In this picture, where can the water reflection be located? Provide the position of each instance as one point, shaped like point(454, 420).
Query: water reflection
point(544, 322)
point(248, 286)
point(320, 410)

== TASK GOAL ==
Please reproduce the records above word for word, keeping each line as it stands.

== RESPONSE TO THIS EXERCISE ==
In this picture, where can the water reflection be located? Provide the position of each instance as one point, shaped like point(454, 420).
Query: water reflection
point(544, 322)
point(248, 286)
point(320, 410)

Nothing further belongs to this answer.